*Data to use*.
===
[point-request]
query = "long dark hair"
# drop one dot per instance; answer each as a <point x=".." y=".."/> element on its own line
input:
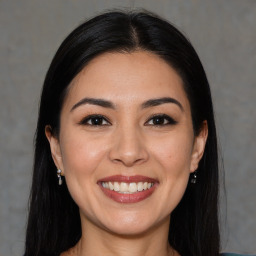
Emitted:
<point x="54" y="221"/>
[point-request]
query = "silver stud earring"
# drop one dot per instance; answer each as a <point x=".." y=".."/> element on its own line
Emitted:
<point x="59" y="176"/>
<point x="193" y="179"/>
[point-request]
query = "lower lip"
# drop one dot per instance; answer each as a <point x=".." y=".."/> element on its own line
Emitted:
<point x="128" y="198"/>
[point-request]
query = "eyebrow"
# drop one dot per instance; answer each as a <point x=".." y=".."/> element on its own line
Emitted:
<point x="159" y="101"/>
<point x="108" y="104"/>
<point x="93" y="101"/>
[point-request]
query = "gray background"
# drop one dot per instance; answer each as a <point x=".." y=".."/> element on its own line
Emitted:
<point x="223" y="33"/>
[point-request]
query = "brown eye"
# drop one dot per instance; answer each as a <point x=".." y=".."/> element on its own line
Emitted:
<point x="160" y="120"/>
<point x="95" y="120"/>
===
*Task statement*. Rewrite all of the records above, renaming "query" to "phrase" wherever it occurs and changing nothing else. Leave the pictures out of your answer.

*Output for this task*.
[point-request]
phrase = "long dark hair"
# drop one dot per instance; answer each as a <point x=".." y=".."/> element on its own line
input:
Emitted:
<point x="54" y="221"/>
[point-request]
phrase = "silver stud earring"
# drop one dot per instance; answer each as a <point x=".." y=".."/> element on its own line
Emitted:
<point x="59" y="176"/>
<point x="193" y="179"/>
[point-request]
phrase = "lower lip"
# drop one dot per instance; answer each as a <point x=".." y=".."/> element on its own line
Emitted:
<point x="128" y="198"/>
[point-request]
phrase = "eyebrow"
# drop one dot per instance; answer each as a <point x=".." y=".."/> element on its own line
Emitted:
<point x="159" y="101"/>
<point x="108" y="104"/>
<point x="93" y="101"/>
[point-request]
phrase = "gray background"
# drop one dot per instance; answer each as a <point x=".." y=".."/> element on its own line
Emitted:
<point x="223" y="33"/>
[point-request]
phrase = "brown eye"
# drop one dot per instance; answer each as a <point x=".." y=".."/> element on its own line
Emitted:
<point x="160" y="120"/>
<point x="95" y="120"/>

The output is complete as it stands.